KUTIPAN PILIHAN:
☆ ☆ ☆ ☆ ☆ ☆ ☆

Pada tahun 1905 beliau dikirim kembali ke Eropa untuk mengobati
penyakitnya ini, namun pada tahun 1908 kembali lagi ke Indonesia dan
bekerja sebagai ahli radiologi di RS.Tentara, Surabaya, sampai tahun
1917. Pada tahun 1924 ia dipindahkan ke Jakarta,
dan bekerja di rumah sakit Fakultas Kedokteran sampai akhir hayatnya.
Akhirnya hamper seluruh lengan kiri dan kanannya menjadi rusak oleh
penyakit yang tak sembuh yaitu nekrosis, bahkan belakangan ternyata
menjelma menjadi kanker kulit. Beliau sampai di amputasi salah satu
lengannya, tetapi itupun tidak berhasil menyelamatkan jiwanya. Pada
tahun 1928, dr.Knoch meninggal dunia setelah menderita metastasis luas
di paru-parunya.
Setelah
diketahui bahwa sinar Roentgen dapat mengakibatkan kerusakan-kerusakan
yang dapat berlanjut sampai berupa kanker kulit bahka leukemia, maka
mulailah diambil tindakan-tindakan untuk mencegah kerusakan tersebut.
Pada kongres Internasional Radiologi di Kopenhagen tahun 1953 dibentuk
The International Committee on Radiation Protection, yang menetapkan
peraturan-peraturan lengkap untuk proteksi radiasi sehingga diharapkan
selama seseorang mengindahkan semua petunjuk tersebut, maka tidak perlu
khawatir akan bahaya sinar Roentgen.
Diantara
petunjuk-petunjuk proteksi terhadap radiasi sinar Roentgen tersebut
adalah: menjauhkan diri dari sumber sinar, menggunakan alat-alat
proteksi bila harus berdekatan dengan sinar seperti sarung tangan, rok,
jas, kursi fluoroskopi, berlapis timah hitam (Pb) dan mengadakan
pengecekan berkala dengan memakai film-badge dan pemeriksaan darah,
khususnya jumlah sel darah putih (leukosit).

☆ ☆ ☆ ☆ ☆ ☆ ☆

BARIS TERSEDIA:
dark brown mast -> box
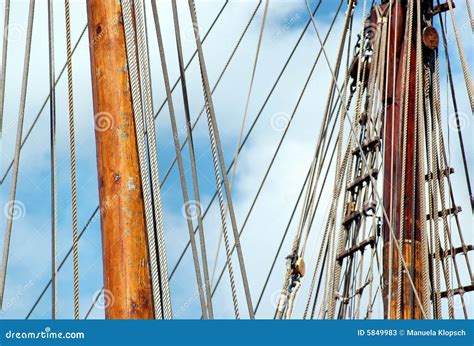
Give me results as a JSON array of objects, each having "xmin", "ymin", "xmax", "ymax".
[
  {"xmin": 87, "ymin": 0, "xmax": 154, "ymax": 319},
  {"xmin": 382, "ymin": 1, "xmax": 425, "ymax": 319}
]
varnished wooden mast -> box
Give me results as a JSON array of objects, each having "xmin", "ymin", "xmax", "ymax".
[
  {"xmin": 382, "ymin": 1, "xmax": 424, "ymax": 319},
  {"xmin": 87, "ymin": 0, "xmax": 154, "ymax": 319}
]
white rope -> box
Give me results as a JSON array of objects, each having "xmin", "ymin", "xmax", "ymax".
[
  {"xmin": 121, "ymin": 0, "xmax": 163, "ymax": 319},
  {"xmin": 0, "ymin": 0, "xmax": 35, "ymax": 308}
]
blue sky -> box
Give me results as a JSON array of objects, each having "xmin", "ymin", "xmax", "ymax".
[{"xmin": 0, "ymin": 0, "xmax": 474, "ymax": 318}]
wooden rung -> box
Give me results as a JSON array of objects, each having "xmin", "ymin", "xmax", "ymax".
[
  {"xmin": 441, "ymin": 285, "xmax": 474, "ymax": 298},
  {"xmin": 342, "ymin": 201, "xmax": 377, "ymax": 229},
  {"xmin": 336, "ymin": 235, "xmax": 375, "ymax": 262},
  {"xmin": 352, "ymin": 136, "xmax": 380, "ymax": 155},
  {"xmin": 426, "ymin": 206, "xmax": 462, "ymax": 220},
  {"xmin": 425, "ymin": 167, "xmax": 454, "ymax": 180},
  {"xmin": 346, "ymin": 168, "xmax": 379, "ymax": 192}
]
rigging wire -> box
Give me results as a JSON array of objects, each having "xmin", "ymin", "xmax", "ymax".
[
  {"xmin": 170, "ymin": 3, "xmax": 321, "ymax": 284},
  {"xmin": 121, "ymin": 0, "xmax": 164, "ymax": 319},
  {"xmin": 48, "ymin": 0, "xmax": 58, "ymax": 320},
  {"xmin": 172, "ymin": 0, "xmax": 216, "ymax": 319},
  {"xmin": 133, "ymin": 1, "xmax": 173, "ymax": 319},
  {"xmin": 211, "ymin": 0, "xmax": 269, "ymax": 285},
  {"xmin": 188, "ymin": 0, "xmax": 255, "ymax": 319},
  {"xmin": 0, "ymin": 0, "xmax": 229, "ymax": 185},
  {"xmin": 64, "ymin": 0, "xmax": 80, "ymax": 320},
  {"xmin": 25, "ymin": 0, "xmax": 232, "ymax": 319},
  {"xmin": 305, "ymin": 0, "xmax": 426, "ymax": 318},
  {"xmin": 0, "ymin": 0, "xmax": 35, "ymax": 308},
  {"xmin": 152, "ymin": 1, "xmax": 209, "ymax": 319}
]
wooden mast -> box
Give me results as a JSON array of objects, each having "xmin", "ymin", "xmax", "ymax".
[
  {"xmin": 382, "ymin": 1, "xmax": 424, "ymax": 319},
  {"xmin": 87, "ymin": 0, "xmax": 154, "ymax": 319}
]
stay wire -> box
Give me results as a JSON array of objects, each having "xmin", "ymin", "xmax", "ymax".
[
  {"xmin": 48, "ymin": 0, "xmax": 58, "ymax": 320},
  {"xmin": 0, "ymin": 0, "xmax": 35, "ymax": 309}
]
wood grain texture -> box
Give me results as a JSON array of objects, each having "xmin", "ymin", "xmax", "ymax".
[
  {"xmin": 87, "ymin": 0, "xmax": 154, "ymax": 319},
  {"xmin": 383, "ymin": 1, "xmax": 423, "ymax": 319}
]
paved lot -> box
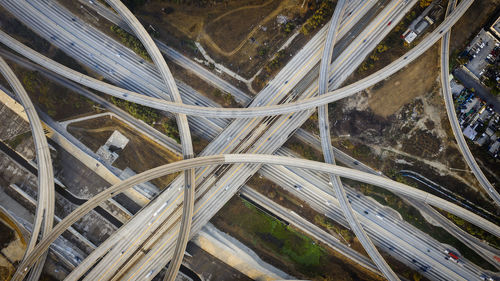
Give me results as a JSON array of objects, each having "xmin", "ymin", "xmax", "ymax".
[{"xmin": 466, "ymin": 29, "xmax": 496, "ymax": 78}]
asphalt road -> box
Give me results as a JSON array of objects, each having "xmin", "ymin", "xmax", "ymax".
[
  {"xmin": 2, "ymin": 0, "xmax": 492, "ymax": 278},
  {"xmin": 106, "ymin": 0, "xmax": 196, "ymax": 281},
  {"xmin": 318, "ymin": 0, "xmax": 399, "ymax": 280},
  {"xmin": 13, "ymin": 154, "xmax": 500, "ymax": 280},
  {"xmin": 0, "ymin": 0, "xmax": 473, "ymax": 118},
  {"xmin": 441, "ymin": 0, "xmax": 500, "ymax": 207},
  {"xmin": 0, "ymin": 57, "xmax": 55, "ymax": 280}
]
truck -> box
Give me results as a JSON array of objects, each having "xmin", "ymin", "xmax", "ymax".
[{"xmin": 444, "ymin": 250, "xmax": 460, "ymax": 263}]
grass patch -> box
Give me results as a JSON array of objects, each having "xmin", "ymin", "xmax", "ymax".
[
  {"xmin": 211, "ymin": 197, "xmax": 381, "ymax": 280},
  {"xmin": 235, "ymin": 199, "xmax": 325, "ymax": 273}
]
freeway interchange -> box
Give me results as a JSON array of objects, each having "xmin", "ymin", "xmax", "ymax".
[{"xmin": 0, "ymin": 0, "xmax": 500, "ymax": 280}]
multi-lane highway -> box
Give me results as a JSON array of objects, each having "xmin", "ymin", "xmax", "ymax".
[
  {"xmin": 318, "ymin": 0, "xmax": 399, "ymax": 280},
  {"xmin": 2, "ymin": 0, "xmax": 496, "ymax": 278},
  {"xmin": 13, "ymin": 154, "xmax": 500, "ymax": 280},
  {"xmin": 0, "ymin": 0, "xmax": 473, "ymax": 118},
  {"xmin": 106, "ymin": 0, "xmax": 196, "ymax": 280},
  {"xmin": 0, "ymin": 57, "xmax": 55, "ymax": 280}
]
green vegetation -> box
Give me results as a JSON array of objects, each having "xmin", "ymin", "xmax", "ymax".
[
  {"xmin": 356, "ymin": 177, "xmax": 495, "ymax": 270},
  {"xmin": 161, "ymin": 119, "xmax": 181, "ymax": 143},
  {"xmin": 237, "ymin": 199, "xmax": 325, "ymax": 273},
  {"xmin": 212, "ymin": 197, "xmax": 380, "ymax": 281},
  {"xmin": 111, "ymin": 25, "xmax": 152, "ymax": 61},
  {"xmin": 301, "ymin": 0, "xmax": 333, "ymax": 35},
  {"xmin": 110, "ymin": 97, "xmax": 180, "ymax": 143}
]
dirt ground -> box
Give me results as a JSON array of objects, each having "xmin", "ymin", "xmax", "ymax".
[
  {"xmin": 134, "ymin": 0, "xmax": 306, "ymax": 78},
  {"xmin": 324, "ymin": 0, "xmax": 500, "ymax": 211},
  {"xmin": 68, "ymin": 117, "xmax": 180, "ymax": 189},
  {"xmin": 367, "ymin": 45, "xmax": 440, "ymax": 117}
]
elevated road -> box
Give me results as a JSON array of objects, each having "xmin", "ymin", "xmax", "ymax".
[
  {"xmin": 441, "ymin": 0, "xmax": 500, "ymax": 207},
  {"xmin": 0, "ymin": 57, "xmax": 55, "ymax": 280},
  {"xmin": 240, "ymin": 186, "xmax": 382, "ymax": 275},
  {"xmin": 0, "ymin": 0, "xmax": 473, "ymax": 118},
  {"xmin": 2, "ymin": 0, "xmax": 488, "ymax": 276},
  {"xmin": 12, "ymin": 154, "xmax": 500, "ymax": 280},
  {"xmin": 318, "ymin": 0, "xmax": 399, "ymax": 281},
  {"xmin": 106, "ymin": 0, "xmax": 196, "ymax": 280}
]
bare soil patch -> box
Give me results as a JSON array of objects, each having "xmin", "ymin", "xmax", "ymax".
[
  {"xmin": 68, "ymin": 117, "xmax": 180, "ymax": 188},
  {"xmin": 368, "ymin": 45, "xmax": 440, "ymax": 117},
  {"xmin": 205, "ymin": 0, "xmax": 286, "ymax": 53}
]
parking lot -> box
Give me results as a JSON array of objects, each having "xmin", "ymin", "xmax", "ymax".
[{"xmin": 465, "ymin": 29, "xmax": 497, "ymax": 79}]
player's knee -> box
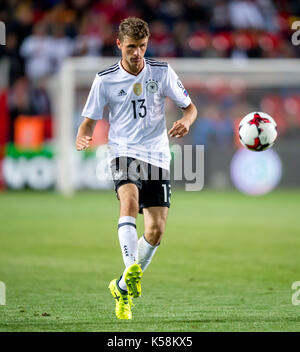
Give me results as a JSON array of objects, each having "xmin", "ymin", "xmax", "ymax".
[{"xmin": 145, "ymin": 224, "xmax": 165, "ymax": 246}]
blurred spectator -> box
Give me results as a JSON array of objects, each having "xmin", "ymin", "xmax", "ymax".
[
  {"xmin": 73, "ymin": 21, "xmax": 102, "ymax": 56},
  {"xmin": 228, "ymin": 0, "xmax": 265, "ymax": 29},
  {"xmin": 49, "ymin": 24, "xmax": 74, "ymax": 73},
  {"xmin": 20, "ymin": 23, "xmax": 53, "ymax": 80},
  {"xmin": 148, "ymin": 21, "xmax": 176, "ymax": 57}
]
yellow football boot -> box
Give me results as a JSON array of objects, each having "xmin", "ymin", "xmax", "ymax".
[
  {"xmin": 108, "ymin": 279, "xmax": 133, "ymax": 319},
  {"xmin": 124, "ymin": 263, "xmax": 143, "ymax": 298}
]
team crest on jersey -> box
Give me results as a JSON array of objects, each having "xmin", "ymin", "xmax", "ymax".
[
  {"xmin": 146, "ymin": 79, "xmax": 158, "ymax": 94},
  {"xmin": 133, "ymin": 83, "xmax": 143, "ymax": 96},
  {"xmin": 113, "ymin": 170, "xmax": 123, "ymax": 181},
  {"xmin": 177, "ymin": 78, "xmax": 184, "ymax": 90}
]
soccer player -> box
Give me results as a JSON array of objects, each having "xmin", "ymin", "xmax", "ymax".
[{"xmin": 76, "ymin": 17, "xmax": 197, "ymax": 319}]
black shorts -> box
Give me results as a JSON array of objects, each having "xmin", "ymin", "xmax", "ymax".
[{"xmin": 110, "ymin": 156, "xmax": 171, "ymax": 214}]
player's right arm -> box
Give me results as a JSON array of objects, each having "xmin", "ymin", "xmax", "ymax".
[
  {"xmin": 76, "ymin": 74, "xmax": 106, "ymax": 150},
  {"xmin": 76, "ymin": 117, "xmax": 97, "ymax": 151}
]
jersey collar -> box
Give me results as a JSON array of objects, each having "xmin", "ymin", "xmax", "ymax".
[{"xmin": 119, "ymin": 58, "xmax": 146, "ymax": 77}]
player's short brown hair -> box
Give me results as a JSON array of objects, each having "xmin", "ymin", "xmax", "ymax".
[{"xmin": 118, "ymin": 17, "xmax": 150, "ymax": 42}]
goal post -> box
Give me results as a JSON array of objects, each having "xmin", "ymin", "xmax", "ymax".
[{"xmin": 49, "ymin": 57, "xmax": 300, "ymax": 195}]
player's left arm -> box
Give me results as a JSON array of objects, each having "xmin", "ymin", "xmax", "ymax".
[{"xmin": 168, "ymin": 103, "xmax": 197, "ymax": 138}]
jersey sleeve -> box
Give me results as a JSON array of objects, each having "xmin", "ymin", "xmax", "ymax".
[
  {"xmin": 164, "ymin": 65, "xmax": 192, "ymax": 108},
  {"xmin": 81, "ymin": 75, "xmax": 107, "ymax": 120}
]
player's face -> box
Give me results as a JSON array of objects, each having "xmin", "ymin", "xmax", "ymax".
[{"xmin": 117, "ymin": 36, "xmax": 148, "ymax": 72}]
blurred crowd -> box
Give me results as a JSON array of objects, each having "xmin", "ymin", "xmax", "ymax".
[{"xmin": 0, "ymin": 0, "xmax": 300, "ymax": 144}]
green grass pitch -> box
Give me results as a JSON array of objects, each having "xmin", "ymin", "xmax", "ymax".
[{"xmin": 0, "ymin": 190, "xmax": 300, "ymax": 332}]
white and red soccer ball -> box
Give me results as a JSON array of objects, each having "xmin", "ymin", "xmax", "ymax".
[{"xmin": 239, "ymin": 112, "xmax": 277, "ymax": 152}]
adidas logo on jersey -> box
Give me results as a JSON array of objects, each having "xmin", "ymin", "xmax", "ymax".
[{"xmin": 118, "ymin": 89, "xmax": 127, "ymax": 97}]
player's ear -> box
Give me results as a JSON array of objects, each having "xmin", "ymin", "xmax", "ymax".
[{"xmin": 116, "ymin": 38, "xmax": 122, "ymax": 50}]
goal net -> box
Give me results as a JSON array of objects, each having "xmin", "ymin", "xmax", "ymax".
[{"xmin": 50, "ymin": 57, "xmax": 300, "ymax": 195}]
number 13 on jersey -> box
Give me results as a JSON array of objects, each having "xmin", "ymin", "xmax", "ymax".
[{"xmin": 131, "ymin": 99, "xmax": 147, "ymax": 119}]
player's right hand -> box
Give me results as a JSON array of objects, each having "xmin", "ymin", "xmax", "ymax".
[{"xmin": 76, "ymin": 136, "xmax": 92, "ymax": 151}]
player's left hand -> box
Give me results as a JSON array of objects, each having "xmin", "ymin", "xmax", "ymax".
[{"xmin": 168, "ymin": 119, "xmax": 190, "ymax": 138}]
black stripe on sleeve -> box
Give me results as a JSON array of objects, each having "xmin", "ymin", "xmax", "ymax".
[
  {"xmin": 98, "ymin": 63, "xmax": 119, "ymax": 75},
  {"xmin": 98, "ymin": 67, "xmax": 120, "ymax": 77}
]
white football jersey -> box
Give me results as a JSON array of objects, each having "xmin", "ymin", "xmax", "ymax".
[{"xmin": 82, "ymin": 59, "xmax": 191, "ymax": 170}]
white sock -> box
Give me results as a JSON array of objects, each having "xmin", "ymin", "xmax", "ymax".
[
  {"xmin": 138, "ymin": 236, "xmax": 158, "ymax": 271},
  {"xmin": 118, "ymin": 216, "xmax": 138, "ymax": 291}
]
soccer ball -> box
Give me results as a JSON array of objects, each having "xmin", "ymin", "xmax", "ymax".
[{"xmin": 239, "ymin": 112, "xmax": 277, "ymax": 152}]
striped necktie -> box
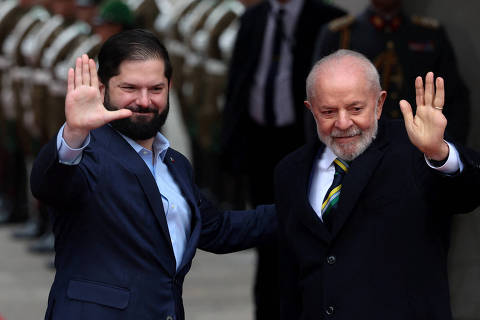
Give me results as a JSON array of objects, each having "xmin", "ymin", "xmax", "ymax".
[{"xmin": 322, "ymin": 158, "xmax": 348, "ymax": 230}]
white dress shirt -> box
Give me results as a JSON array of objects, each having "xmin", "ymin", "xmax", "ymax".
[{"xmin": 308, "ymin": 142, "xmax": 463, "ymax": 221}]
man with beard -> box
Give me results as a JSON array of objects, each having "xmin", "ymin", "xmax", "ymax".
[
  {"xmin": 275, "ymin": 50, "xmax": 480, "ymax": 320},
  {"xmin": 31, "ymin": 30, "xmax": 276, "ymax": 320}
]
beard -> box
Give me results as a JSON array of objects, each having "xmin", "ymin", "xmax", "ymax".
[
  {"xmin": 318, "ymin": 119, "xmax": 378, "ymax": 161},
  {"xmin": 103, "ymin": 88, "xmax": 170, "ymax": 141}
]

☆ ☆ ☆ ☆ ☆ ☆ ☆

TUGAS YANG DIBERIKAN:
Menurut kutipan tentang sejarah proteksi radiasi sinar Roentgen, di kota mana dan pada tahun berapa The International Committee on Radiation Protection dibentuk?

JAWABAN LATIHAN:
Komite itu dibentuk di Kopenhagen pada tahun 1953, dalam kongres Internasional Radiologi.